Point placement records:
-=-=-=-=-
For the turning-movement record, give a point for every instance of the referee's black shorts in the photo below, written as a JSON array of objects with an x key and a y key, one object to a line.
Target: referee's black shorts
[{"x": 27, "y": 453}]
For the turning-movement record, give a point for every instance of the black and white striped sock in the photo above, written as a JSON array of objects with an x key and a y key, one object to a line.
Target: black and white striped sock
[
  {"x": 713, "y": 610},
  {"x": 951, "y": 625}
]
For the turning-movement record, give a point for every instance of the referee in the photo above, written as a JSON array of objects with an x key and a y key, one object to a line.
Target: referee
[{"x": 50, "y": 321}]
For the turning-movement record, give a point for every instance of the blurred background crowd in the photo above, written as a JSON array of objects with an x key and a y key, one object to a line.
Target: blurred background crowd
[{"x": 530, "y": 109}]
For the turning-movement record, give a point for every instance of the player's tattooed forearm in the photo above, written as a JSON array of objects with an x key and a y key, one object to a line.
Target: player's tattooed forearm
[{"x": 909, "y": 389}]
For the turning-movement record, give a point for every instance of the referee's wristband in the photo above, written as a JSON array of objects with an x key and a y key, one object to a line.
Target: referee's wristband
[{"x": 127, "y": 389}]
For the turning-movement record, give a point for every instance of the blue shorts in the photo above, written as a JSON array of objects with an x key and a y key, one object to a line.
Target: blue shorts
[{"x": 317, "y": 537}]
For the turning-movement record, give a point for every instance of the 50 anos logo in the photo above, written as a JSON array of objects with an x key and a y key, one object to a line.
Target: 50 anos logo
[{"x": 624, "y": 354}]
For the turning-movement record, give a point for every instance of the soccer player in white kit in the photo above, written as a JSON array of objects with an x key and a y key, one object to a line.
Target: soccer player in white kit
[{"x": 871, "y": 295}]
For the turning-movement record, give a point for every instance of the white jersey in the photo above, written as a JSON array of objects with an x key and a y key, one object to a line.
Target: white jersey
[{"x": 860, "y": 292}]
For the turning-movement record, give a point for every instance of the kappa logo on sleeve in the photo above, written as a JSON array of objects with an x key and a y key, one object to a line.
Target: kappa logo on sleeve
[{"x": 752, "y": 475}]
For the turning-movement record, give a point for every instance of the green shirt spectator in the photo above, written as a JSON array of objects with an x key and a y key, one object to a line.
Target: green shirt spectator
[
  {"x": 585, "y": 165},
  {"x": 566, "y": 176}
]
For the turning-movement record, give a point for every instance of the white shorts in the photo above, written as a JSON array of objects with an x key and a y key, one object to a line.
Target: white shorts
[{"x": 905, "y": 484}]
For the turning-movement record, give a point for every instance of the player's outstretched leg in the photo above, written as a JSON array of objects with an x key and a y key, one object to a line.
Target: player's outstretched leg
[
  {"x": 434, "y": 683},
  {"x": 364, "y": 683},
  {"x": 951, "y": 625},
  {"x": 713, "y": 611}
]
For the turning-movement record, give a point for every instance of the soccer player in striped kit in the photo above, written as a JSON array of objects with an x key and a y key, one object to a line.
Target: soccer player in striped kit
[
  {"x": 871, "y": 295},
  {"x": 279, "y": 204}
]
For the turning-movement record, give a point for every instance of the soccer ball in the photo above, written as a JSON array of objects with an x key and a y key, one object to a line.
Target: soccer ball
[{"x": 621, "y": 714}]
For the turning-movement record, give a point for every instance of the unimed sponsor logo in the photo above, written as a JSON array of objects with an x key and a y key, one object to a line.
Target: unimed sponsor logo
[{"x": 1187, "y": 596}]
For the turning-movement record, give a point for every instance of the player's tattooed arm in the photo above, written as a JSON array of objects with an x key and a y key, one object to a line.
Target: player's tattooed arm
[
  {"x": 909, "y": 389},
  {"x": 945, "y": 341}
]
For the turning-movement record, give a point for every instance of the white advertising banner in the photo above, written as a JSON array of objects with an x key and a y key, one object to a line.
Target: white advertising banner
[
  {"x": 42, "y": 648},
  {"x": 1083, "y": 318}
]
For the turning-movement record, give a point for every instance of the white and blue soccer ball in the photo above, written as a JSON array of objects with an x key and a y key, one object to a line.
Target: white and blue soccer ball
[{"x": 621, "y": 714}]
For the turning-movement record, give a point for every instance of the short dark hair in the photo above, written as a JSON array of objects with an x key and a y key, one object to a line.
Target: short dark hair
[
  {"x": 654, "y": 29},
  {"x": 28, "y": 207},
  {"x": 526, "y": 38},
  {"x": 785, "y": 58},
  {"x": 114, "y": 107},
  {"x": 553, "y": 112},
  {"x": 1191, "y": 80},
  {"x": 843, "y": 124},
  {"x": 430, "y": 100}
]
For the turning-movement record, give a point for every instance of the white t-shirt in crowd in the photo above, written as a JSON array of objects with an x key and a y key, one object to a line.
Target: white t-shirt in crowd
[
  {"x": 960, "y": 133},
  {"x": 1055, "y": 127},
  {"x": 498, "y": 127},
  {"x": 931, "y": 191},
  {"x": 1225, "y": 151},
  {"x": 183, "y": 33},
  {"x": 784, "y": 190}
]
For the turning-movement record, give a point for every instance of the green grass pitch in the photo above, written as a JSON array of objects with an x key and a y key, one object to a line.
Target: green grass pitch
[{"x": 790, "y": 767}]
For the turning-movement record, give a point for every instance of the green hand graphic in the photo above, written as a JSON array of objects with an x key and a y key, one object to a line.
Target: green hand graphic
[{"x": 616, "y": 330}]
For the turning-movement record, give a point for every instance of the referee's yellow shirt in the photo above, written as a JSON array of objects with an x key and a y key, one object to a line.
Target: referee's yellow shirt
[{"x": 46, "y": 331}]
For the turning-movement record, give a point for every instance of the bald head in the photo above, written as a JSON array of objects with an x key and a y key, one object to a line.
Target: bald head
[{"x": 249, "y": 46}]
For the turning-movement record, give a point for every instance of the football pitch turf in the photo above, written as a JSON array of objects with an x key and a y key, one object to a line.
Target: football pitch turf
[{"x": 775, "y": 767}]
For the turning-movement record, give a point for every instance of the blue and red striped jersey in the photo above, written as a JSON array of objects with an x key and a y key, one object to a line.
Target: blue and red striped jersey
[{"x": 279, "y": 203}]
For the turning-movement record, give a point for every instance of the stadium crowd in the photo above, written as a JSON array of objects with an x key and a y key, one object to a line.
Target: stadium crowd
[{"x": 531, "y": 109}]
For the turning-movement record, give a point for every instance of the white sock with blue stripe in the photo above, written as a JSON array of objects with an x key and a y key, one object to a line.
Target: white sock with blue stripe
-=-=-=-=-
* Given exercise
Recast all of the rows above as a numbered list, omitting any blank lines.

* Solution
1. For the turning-movement record, give a point for every instance of the referee's black shorts in the photo below, written as a JSON array of objects with an x key and a y key, one object to a line.
2. Target: referee's black shorts
3. [{"x": 27, "y": 453}]
4. For the turning-movement record, give a point for every instance of the black and white striped sock in the photo above, written as a JSON array of objects with an x key and a y key, one object to a line.
5. Target: black and white striped sock
6. [
7.   {"x": 713, "y": 610},
8.   {"x": 951, "y": 625}
9. ]
10. For the turning-movement record, give a point for every instance of the referee in the photo above, written as a JSON array of objects with an x key and a y key, one object to a line.
11. Target: referee
12. [{"x": 50, "y": 321}]
13. For the turning-movement record, give a point for every instance of the blurred background crowd in the photo above, written as a JSON array of objects with an x key and a y key, one object to a line.
14. Target: blurred background crowd
15. [{"x": 530, "y": 109}]
16. For the turning-movement record, give a point for every instance of the player's tattooed forearm in the photo above, written as a JSON array of objects with an x key and a y key, one object to a line.
17. Target: player's tattooed forearm
18. [{"x": 909, "y": 389}]
19. For the turning-movement record, give a point for every instance of the referee's wristband in the photo above, written as a JSON array of objects with an x key and a y key, one object to a line.
20. Target: referee's wristband
21. [{"x": 127, "y": 389}]
22. For the turning-movement record, give a point for every instance of the blue shorts in the photo above, written as a JSON array of objects with an x key and a y key, one object to a line.
23. Target: blue shorts
24. [{"x": 317, "y": 537}]
25. For the turning-movement record, give a point for every instance of the 50 anos logo in the photo above, written as a JSON array of objects with an x key and a y key, one object to a line.
26. Target: 50 anos logo
27. [{"x": 624, "y": 354}]
28. For the turning-movement record, give a point for every instance of the soccer player in white kit in the photo above, written as a JSON array of objects with an x key and a y key, one object to a line.
29. Target: soccer player in white kit
30. [{"x": 871, "y": 295}]
31. For the turning-movement record, give a point for every instance of the white jersey in the photo above, written as a JSON array of objects with an x key and a y key, one object to a line.
32. Target: white jersey
33. [{"x": 860, "y": 292}]
34. For the turning-movement record, give a point for every instance of the kappa logo on sleeve in the photo above, written as a JSON array of objects with an x key and a y key, one object to a line.
35. Target: kappa logo on sleeve
36. [{"x": 752, "y": 475}]
37. For the turning-movement record, give a point for every instance of the green shirt spectator in the photo above, written as a JSON array of objects with an x key and a y key, one object to a line.
38. Target: green shirt spectator
39. [
40.   {"x": 585, "y": 165},
41.   {"x": 566, "y": 176}
42. ]
43. For the turning-movement record, give a point for every instance of the white shorts in the photo above, written as a JSON array of objects with an x key and a y key, one object to a line.
44. Target: white shorts
45. [{"x": 905, "y": 484}]
46. For the turning-movement record, give a point for every instance of the player's outstretched leg in the photo above, written as a JSON array of objects with an x key and a y key, one object to a line.
47. Target: player's outstretched leg
48. [
49.   {"x": 434, "y": 683},
50.   {"x": 364, "y": 683},
51.   {"x": 951, "y": 625},
52.   {"x": 713, "y": 611}
53. ]
54. For the turning-movement record, give a point for every instance of the soccer player in striped kit in the photo above, written as a JSON array of objects with an x key and a y key, one object to a line.
55. Target: soccer player in striped kit
56. [
57.   {"x": 871, "y": 295},
58.   {"x": 279, "y": 204}
59. ]
60. For the turning-movement record, give a point for every instance of the soccer ball in the photo above, written as a JSON array of objects with an x key and a y key, one object to a line.
61. Target: soccer ball
62. [{"x": 621, "y": 714}]
63. For the turning-movement record, give a point for every instance of the unimed sponsor logo in the photo above, written as a JSON array of objects with an x key and a y key, one object to a line.
64. Target: unimed sponsor logo
65. [{"x": 1187, "y": 596}]
66. For the turning-movement record, give a point for every instance of the player's tattooed arm in the photo above, written as a JSON array of objects with an x key and a y key, one object to a line.
67. Target: player's tattooed arm
68. [
69.   {"x": 909, "y": 389},
70.   {"x": 945, "y": 341}
71. ]
72. For the turning-movement record, give a point for every instance of the white advertising banner in the photo above, written as a JSON array of objects with an x key and a y key, one object to a line.
73. Target: white advertising banner
74. [
75.   {"x": 42, "y": 648},
76.   {"x": 1083, "y": 318}
77. ]
78. For the turning-movement record, give a point for every instance of the white and blue soccer ball in the photo above, written as a JSON array of objects with an x key and a y key, one object to a line.
79. Target: white and blue soccer ball
80. [{"x": 621, "y": 714}]
81. For the turning-movement record, give a point for every instance of the short dark hair in the photo above, written as a JSON array of objects with an x key and a y key, one object to a line.
82. Target: short dark hair
83. [
84.   {"x": 654, "y": 29},
85.   {"x": 28, "y": 207},
86.   {"x": 526, "y": 38},
87.   {"x": 785, "y": 58},
88.   {"x": 114, "y": 107},
89.   {"x": 553, "y": 112},
90.   {"x": 1191, "y": 80},
91.   {"x": 843, "y": 124},
92.   {"x": 430, "y": 100}
93. ]
94. For the turning-movement record, give a point for every instance of the white t-shirt in crowd in the photo above, written as a JSON array of objects with an x key and a y key, one object to a line.
95. Target: white t-shirt in crowd
96. [
97.   {"x": 960, "y": 133},
98.   {"x": 1055, "y": 127},
99.   {"x": 498, "y": 127},
100.   {"x": 931, "y": 191},
101.   {"x": 1225, "y": 151},
102.   {"x": 183, "y": 33},
103.   {"x": 784, "y": 190}
104. ]
105. For the turning-movement record, give a point for every instance of the green grass pitch in the photo above, written as a JSON array of objects with an x key and a y key, one object to a line.
106. Target: green grass pitch
107. [{"x": 790, "y": 767}]
108. For the turning-movement record, give a point for every instance of the green hand graphic in the photo above, written as a JSON array of objects with an x key and a y key, one object to a line.
109. Target: green hand graphic
110. [{"x": 616, "y": 330}]
111. For the turning-movement record, give a point for every instance of the referee's yellow shirt in the photo above, written as a JSON array of objects with an x key and a y key, one object to a line.
112. Target: referee's yellow shirt
113. [{"x": 46, "y": 331}]
114. For the turning-movement record, give a point for every instance of the bald head in the photo above, written as a JSON array of objects with an x key and a y key, one object to a line.
115. Target: bald head
116. [{"x": 249, "y": 46}]
117. For the turning-movement record, give a point for every instance of the football pitch turf in the photo above, written as a JSON array of objects with an x key and a y key, one object to a line.
118. Target: football pitch turf
119. [{"x": 775, "y": 767}]
120. For the turning-movement record, give a point for every instance of the blue and red striped jersey in the photo above, written as a JSON array of objects with an x key and a y key, one object to a line.
121. Target: blue and red striped jersey
122. [{"x": 279, "y": 203}]
123. For the turning-movement record, give a point for every instance of the stadium crowd in the photo above, written as a JSON array of objects with an x key and a y key, one object to a line.
124. Target: stadium crowd
125. [{"x": 531, "y": 109}]
126. For the turning-movement record, give a point for every instance of the white sock with blue stripe in the photo above, written as a JSON array of objects with an x key and a y key, one object to a line.
127. Target: white sock with blue stripe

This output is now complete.